++++ TEXT TO READ ++++
Death of McSkiing by Matt Hansen

17 Feb 2011

Community

Matt Hansen is the global editor for Powder Magazine. A Salt Lake City, Utah native who found his calling in the Northern Rockies, he believes in deep snow, liftie rock, and free parking.

Straddling the Continental Divide at 10,300 feet in southern Colorado, Wolf Creek Ski Area is as out of the way as it gets. Five hours from Denver by car, four from Albuquerque, and atop a mountain pass that often closes due to storms that drop 500 inches of snow annually, Wolf Creek’s isolation defines its character.

When you finally arrive at the 70-year-old resort, the view is not exactly overwhelming. Behind a few small day lodges and a ticket office, five lifts stretch up the mountain. There are no frightening steeps, no crazy faces. The vertical, at 1,600 feet, is respectable but not astounding. There are no hotels, condos or real estate offices.

Yet even in the midst of the worst recession since the Great Depression, on a late March weekend, Wolf Creek’s dirt parking lot is nearly full. Many of the vehicles sport license plates from Arkansas, Texas and New Mexico. The skiers spilling out of them carry rental gear and pay $52 for a lift ticket and maybe a 10-spot for a burger-and-beer combo. Here and there, scruffy locals make their way up to the lifts in pursuit of lines off the backside boundary.

As usual, Wolf Creek CEO Davey Pitcher, in his dirty Carhartts, work boots and faded Capilene, is roaming the grounds, making sure operations are running smoothly. He calls into his radio to order a trash pickup in the parking lot while greeting customers at the ticket window. After everything is buttoned up, he takes me out for a quick backcountry lap. We drive a few minutes up the highway and start climbing a frozen skin track. With one ear to his staff radio, which crackles and pops every few minutes, Davey makes long easy strides up the mountain.
++++
YOUR TASKS:
- A) In the Wolf Creek article, copy out everything from "17 Feb 2011" down to "defines its character.".
- B) According to the Wolf Creek article, at what elevation does the ski area straddle the Continental Divide?
- C) Carry the Wolf Creek article forward from its final sentence.
++++ DATA LINES ++++
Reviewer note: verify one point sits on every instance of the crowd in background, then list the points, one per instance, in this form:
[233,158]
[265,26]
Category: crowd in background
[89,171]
++++
IN RESPONSE:
- A)
17 Feb 2011

Community

Matt Hansen is the global editor for Powder Magazine. A Salt Lake City, Utah native who found his calling in the Northern Rockies, he believes in deep snow, liftie rock, and free parking.

Straddling the Continental Divide at 10,300 feet in southern Colorado, Wolf Creek Ski Area is as out of the way as it gets. Five hours from Denver by car, four from Albuquerque, and atop a mountain pass that often closes due to storms that drop 500 inches of snow annually, Wolf Creek’s isolation defines its character.

- B) 10,300 feet

- C)
With Pitcher at the helm, Wolf Creek has become an anomaly to ski industry trends. Over the last several years, he successfully fought off a highly contentious, not to mention corrupt, luxury mountain development championed by Clear Channel cofounder, Red McCombs. Believing the 10,000-person “village” would forever tarnish Wolf Creek’s downhome character, Pitcher defended his ski area with the ferocity of a grizzly bear.

Pitcher’s philosophy that high-end development would actually harm Wolf Creek’s future flies in the face of conventional wisdom perpetrated by resort planners over the last 15 years. In that time, ski areas aggressively pursued slopeside projects in order to attract well-heeled customers who were more interested in spas than vertical feet. It was believed that chairlifts and snowfall weren’t good enough; you had to have luxury hotels, timeshare condos and fine dining to break through to the black. Shopping and ski valets and year-round real estate opportunities were vital to survive.

But as the 2008-09 season played out—and world financial markets crashed—the ski industry’s New Deal began to look like a bad deal. From Whistler, British Columbia, to Stowe, Vermont, to Mammoth, California, and Vail, Colorado, ritzy ski resorts were getting pinched. The destination traveler who had been tapped as the economic catalyst for high-end mountain communities cut back his ski vacations. Bookings and real estate sales fell through the floor. Things got so desperate that Tamarack Resort—a public-private real estate-based venture in western Idaho—filed for bankruptcy, then pulled the plug on all operations. Intrawest, the corporate developer of Whistler, Mammoth, Squaw Valley, Steamboat Springs, and many others, refinanced a $1.7 billion loan at the 11th hour to avoid bankruptcy.

As we skin up a windy ridgeline, Pitcher tells me he’s concerned about how ski areas have de-emphasized the skiing experience and how the industry’s real estate boom has become its Achilles’ heel. He pauses for a breath and surveys the surrounding landscape. The vast San Juans reach out in every direction. We’re up so high we can look straight across at the tallest peaks. “I wonder,” he says, the wind blowing his salt and pepper hair back across his tan forehead, “if we will start seeing ghost town ski areas.”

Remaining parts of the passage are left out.